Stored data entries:
....
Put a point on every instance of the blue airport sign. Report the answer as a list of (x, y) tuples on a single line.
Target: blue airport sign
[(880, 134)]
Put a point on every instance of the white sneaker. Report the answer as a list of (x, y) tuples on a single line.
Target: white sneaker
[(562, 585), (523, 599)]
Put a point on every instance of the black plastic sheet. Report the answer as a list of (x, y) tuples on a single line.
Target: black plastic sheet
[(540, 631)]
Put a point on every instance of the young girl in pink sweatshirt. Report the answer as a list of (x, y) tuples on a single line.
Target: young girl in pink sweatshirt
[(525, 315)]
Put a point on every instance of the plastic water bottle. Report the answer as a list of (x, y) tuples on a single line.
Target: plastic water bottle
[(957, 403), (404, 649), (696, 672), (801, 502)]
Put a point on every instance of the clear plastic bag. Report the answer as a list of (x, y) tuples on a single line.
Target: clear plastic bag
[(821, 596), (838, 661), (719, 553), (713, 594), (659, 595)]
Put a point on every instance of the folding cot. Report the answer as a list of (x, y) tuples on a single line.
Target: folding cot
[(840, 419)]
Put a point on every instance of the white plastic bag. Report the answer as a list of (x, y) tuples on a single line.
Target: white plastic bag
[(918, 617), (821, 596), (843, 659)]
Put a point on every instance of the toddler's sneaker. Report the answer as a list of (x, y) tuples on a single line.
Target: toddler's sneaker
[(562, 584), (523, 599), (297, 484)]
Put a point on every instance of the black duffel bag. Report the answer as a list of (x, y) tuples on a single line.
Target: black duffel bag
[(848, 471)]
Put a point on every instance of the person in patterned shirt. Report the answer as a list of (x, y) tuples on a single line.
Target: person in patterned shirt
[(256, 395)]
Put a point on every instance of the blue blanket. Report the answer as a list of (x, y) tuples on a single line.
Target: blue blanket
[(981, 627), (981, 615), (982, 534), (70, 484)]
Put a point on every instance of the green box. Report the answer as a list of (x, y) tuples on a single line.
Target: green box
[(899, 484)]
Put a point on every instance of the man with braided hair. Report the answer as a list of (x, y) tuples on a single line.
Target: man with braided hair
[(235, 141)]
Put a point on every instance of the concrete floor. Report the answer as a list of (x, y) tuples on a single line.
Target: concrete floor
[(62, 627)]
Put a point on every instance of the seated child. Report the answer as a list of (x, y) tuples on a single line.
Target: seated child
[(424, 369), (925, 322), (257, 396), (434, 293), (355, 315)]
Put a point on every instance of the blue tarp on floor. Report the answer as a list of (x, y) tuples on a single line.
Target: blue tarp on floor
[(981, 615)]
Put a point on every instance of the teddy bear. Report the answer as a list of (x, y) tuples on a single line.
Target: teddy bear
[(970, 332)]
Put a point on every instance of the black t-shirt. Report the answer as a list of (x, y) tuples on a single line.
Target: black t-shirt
....
Task directions:
Extract the entries above verbatim.

Answer for the task:
Put a point on every instance of the blue airport sign. Report the answer as a list of (x, y) tuples on a single line.
Target: blue airport sign
[(880, 134)]
Put a point on every instance of the white sneaker. Report the answer as a list of (x, y) tuples on a single line.
Target: white sneaker
[(562, 585), (523, 599)]
Put a point on every instance of the black plastic sheet. Report the answer as a list of (x, y) tuples on a single line.
Target: black plastic sheet
[(540, 631)]
Put a point on every instance of the young girl in pink sweatshirt. Report the answer as a list of (x, y) tuples on a single line.
Target: young girl in pink sweatshirt
[(525, 315)]
Put a point on every instance of the plastic water bottle. Report the answer as a list of (x, y) tuples on a single line.
Target: plastic water bottle
[(957, 403), (404, 649), (696, 672), (801, 502)]
Put a point on every instance of the clear plastic bag. Report the answer as a list of (x, y) tuples on a single line.
Target: clear plastic bag
[(821, 596), (838, 661), (719, 553), (713, 594), (659, 595)]
Put a point on every instance of the folding cot. Report the answer as a list of (x, y) tuples on a single line.
Target: folding cot
[(840, 419)]
Put a point on every instance of the white plastic bag. Report the answer as a list of (x, y) tuples on a single line.
Target: white plastic bag
[(918, 617), (821, 596), (843, 659)]
Put a point on every instance of the toddler's sneaker. Report the answer as a list of (x, y) tuples on a single line.
Target: toddler's sneaker
[(562, 584), (523, 599), (297, 484)]
Put a point on every instance of the black duffel bag. Report the answer as a list of (x, y) tuples on a single line.
Target: black duffel bag
[(848, 471)]
Put a point on every instance of the person in patterned shirt. Report the answer as a list of (x, y) tuples on a single line.
Target: person in patterned shirt
[(256, 395)]
Put a point on every instance of the blue blanket. Report the answer as a list of (x, y) tuples on a single line.
Target: blue blanket
[(981, 627), (981, 615), (982, 534), (70, 484)]
Put a point on every instance of the green box. Report the answer as a list of (x, y) tuples on a single line.
Target: green box
[(899, 484)]
Put a point on every instance of the man with braided hair. Report the answer as a list of (x, y) tuples on a single line.
Target: man with braided hair
[(235, 141)]
Put a point on every instance of the concrete floor. Report the answer as a list of (x, y) tuples on a single line.
Target: concrete floor
[(62, 627)]
Put a point on every instance of the seated child. Report the answer as a list of (x, y) tuples on a single line.
Target: seated child
[(424, 369), (925, 322), (257, 396), (434, 293), (355, 315)]
Put a point on every instance of the blue tarp on floor. Report the answer as a list of (x, y) tuples on a single line.
Target: blue tarp on floor
[(981, 615)]
Put a point on every instance of the teddy bear. Report the answer as a list of (x, y) tuples on a single line.
Target: teddy bear
[(970, 332)]
Put a point on every instance of the black t-shirt. Report the answer as a list of (x, y) tuples on a single line.
Target: black t-shirt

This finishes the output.